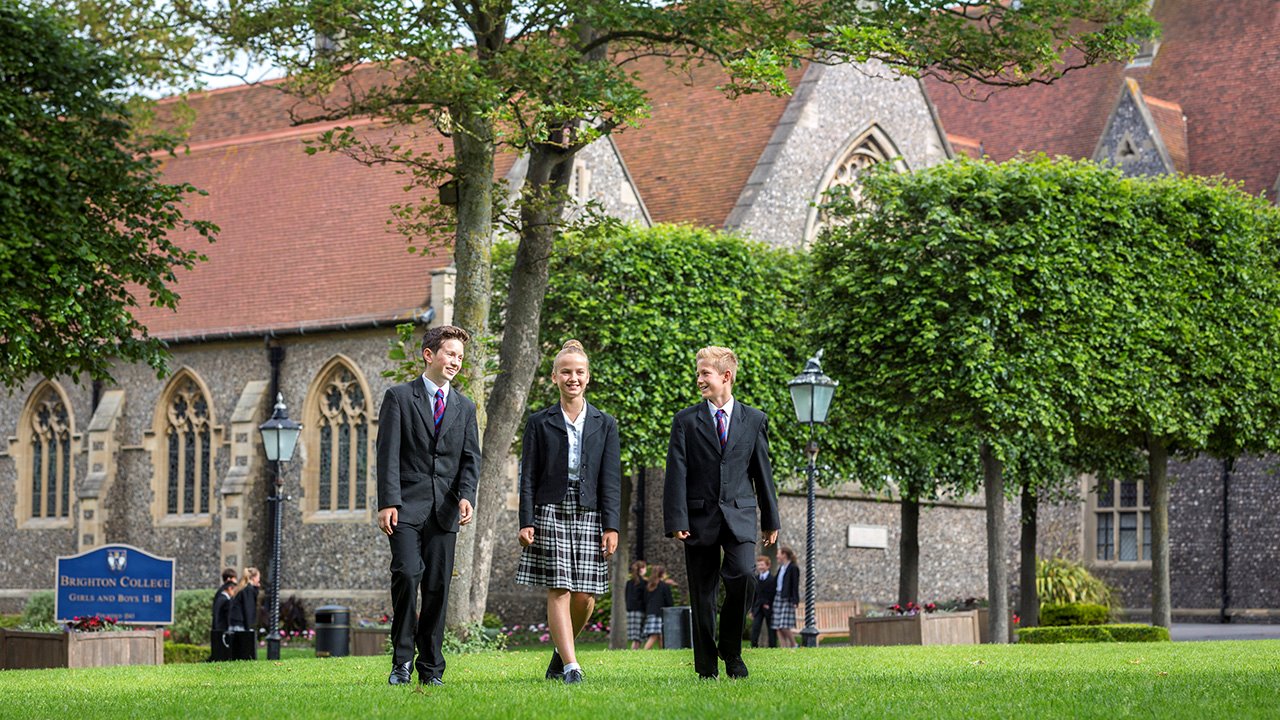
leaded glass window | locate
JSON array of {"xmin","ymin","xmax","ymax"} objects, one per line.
[
  {"xmin": 1093, "ymin": 480, "xmax": 1151, "ymax": 562},
  {"xmin": 315, "ymin": 364, "xmax": 370, "ymax": 511},
  {"xmin": 164, "ymin": 377, "xmax": 212, "ymax": 515},
  {"xmin": 31, "ymin": 386, "xmax": 72, "ymax": 519}
]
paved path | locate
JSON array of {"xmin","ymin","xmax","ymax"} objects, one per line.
[{"xmin": 1169, "ymin": 623, "xmax": 1280, "ymax": 641}]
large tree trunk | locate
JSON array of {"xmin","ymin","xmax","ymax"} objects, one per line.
[
  {"xmin": 979, "ymin": 442, "xmax": 1009, "ymax": 644},
  {"xmin": 1147, "ymin": 438, "xmax": 1172, "ymax": 628},
  {"xmin": 467, "ymin": 145, "xmax": 573, "ymax": 616},
  {"xmin": 1018, "ymin": 483, "xmax": 1039, "ymax": 628},
  {"xmin": 897, "ymin": 495, "xmax": 920, "ymax": 605},
  {"xmin": 445, "ymin": 108, "xmax": 502, "ymax": 626},
  {"xmin": 609, "ymin": 470, "xmax": 632, "ymax": 650}
]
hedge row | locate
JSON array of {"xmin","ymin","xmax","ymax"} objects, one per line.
[{"xmin": 1018, "ymin": 624, "xmax": 1169, "ymax": 643}]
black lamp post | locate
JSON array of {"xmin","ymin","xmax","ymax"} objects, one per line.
[
  {"xmin": 787, "ymin": 350, "xmax": 837, "ymax": 647},
  {"xmin": 257, "ymin": 393, "xmax": 302, "ymax": 660}
]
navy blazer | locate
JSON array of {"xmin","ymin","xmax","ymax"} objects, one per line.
[
  {"xmin": 520, "ymin": 402, "xmax": 622, "ymax": 530},
  {"xmin": 662, "ymin": 401, "xmax": 781, "ymax": 546},
  {"xmin": 378, "ymin": 378, "xmax": 480, "ymax": 533}
]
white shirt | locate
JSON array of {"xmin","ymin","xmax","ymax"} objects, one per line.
[
  {"xmin": 422, "ymin": 373, "xmax": 449, "ymax": 410},
  {"xmin": 561, "ymin": 404, "xmax": 586, "ymax": 483},
  {"xmin": 707, "ymin": 397, "xmax": 733, "ymax": 438}
]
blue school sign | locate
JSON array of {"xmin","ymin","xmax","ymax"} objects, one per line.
[{"xmin": 55, "ymin": 544, "xmax": 173, "ymax": 625}]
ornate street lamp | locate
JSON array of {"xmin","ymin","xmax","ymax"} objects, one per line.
[
  {"xmin": 787, "ymin": 350, "xmax": 838, "ymax": 647},
  {"xmin": 257, "ymin": 393, "xmax": 302, "ymax": 660}
]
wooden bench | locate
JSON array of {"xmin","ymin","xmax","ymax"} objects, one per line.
[{"xmin": 796, "ymin": 600, "xmax": 863, "ymax": 641}]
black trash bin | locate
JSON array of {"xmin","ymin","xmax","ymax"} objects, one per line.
[
  {"xmin": 316, "ymin": 605, "xmax": 351, "ymax": 657},
  {"xmin": 662, "ymin": 605, "xmax": 694, "ymax": 650}
]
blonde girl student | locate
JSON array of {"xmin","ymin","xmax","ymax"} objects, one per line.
[
  {"xmin": 516, "ymin": 340, "xmax": 622, "ymax": 684},
  {"xmin": 644, "ymin": 565, "xmax": 676, "ymax": 650}
]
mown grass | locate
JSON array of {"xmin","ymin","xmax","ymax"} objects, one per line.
[{"xmin": 0, "ymin": 641, "xmax": 1280, "ymax": 720}]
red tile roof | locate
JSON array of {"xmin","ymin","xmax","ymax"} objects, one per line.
[
  {"xmin": 927, "ymin": 0, "xmax": 1280, "ymax": 192},
  {"xmin": 149, "ymin": 59, "xmax": 803, "ymax": 338}
]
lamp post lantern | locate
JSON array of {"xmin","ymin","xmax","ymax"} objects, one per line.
[
  {"xmin": 257, "ymin": 393, "xmax": 302, "ymax": 660},
  {"xmin": 787, "ymin": 350, "xmax": 838, "ymax": 647}
]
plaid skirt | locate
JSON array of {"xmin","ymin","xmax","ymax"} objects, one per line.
[
  {"xmin": 516, "ymin": 486, "xmax": 609, "ymax": 594},
  {"xmin": 769, "ymin": 600, "xmax": 796, "ymax": 630},
  {"xmin": 627, "ymin": 610, "xmax": 645, "ymax": 641},
  {"xmin": 644, "ymin": 615, "xmax": 662, "ymax": 635}
]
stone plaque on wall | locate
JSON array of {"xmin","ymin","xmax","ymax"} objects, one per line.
[{"xmin": 845, "ymin": 525, "xmax": 888, "ymax": 550}]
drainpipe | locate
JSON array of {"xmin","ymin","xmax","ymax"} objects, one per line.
[{"xmin": 1219, "ymin": 457, "xmax": 1235, "ymax": 623}]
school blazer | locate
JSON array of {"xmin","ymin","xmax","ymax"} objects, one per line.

Exercise directions —
Copy all of the records above line for line, without changing anything, and leave the pictures out.

Exercise response —
leaded glass window | locate
JSON array of {"xmin","ymin","xmax","ymax"} objects, one per line.
[
  {"xmin": 1093, "ymin": 480, "xmax": 1151, "ymax": 562},
  {"xmin": 315, "ymin": 364, "xmax": 370, "ymax": 511},
  {"xmin": 164, "ymin": 377, "xmax": 212, "ymax": 515},
  {"xmin": 31, "ymin": 386, "xmax": 72, "ymax": 519}
]
paved path | locate
JSON array of {"xmin","ymin","xmax","ymax"} objects, one per line.
[{"xmin": 1169, "ymin": 623, "xmax": 1280, "ymax": 641}]
large tree trunk | locate
JSON array of {"xmin","ymin","xmax","ymax"} objects, one per line.
[
  {"xmin": 979, "ymin": 442, "xmax": 1009, "ymax": 644},
  {"xmin": 1147, "ymin": 438, "xmax": 1172, "ymax": 628},
  {"xmin": 467, "ymin": 145, "xmax": 573, "ymax": 616},
  {"xmin": 1018, "ymin": 483, "xmax": 1039, "ymax": 628},
  {"xmin": 897, "ymin": 495, "xmax": 920, "ymax": 605},
  {"xmin": 445, "ymin": 108, "xmax": 502, "ymax": 626},
  {"xmin": 609, "ymin": 470, "xmax": 632, "ymax": 650}
]
hedge row | locate
JSON array of {"xmin","ymin","xmax","ymax"} objects, one per line.
[{"xmin": 1018, "ymin": 624, "xmax": 1169, "ymax": 643}]
black lamp post | locate
JSON array of {"xmin","ymin","xmax","ymax"} objects, one per line.
[
  {"xmin": 787, "ymin": 350, "xmax": 837, "ymax": 647},
  {"xmin": 257, "ymin": 393, "xmax": 302, "ymax": 660}
]
navy blazer | locate
JSON array of {"xmin","ymin","xmax","ymax"} objects, one per line.
[
  {"xmin": 520, "ymin": 402, "xmax": 622, "ymax": 530},
  {"xmin": 662, "ymin": 401, "xmax": 781, "ymax": 546},
  {"xmin": 378, "ymin": 378, "xmax": 480, "ymax": 533}
]
white shirt | locate
JSON array of {"xmin","ymin","xmax","ymax"} objects, one per line.
[
  {"xmin": 422, "ymin": 373, "xmax": 449, "ymax": 410},
  {"xmin": 561, "ymin": 404, "xmax": 586, "ymax": 483},
  {"xmin": 707, "ymin": 397, "xmax": 733, "ymax": 438}
]
blue school sign | locate
JSON array of {"xmin","ymin","xmax","ymax"} objects, one per line.
[{"xmin": 55, "ymin": 544, "xmax": 173, "ymax": 625}]
ornate street lamp | locate
JSON array of {"xmin","ymin","xmax","ymax"} objects, one per line.
[
  {"xmin": 787, "ymin": 350, "xmax": 838, "ymax": 647},
  {"xmin": 257, "ymin": 393, "xmax": 302, "ymax": 660}
]
wooden bench | locate
JSON array of {"xmin","ymin","xmax","ymax"} objects, one per line.
[{"xmin": 796, "ymin": 600, "xmax": 863, "ymax": 641}]
black trash bin | locate
JSON array of {"xmin","ymin","xmax","ymax"} objects, one per line.
[
  {"xmin": 316, "ymin": 605, "xmax": 351, "ymax": 657},
  {"xmin": 662, "ymin": 605, "xmax": 694, "ymax": 650}
]
blonde girl student | locate
JSON array of {"xmin","ymin","xmax","ymax"} objects, one per line.
[
  {"xmin": 516, "ymin": 340, "xmax": 622, "ymax": 684},
  {"xmin": 644, "ymin": 565, "xmax": 676, "ymax": 650}
]
mown grass | locate
JSON array of {"xmin","ymin","xmax","ymax"} objects, one per line.
[{"xmin": 0, "ymin": 641, "xmax": 1280, "ymax": 720}]
red tile roof | locate
JSON array of {"xmin","ymin","xmax","ymax"} objects, one per line.
[
  {"xmin": 927, "ymin": 0, "xmax": 1280, "ymax": 192},
  {"xmin": 149, "ymin": 59, "xmax": 803, "ymax": 338}
]
lamp post lantern | locate
JSON array of {"xmin","ymin","xmax","ymax"} objects, one per line.
[
  {"xmin": 257, "ymin": 393, "xmax": 302, "ymax": 660},
  {"xmin": 787, "ymin": 350, "xmax": 838, "ymax": 647}
]
plaid skirt | locate
JSON array of {"xmin","ymin","xmax","ymax"} objects, one per line.
[
  {"xmin": 516, "ymin": 486, "xmax": 609, "ymax": 594},
  {"xmin": 769, "ymin": 600, "xmax": 796, "ymax": 630},
  {"xmin": 627, "ymin": 610, "xmax": 645, "ymax": 641},
  {"xmin": 644, "ymin": 615, "xmax": 662, "ymax": 635}
]
stone plaque on wall | locate
JSON array of {"xmin","ymin","xmax","ymax"} objects, one per line.
[{"xmin": 845, "ymin": 525, "xmax": 888, "ymax": 550}]
drainpipe | locate
JSON array of {"xmin","ymin","xmax","ymax"} objects, one per line.
[{"xmin": 1219, "ymin": 457, "xmax": 1235, "ymax": 623}]
school blazer | locate
JSON array of {"xmin","ymin","xmax","ymax"} objects, one per line.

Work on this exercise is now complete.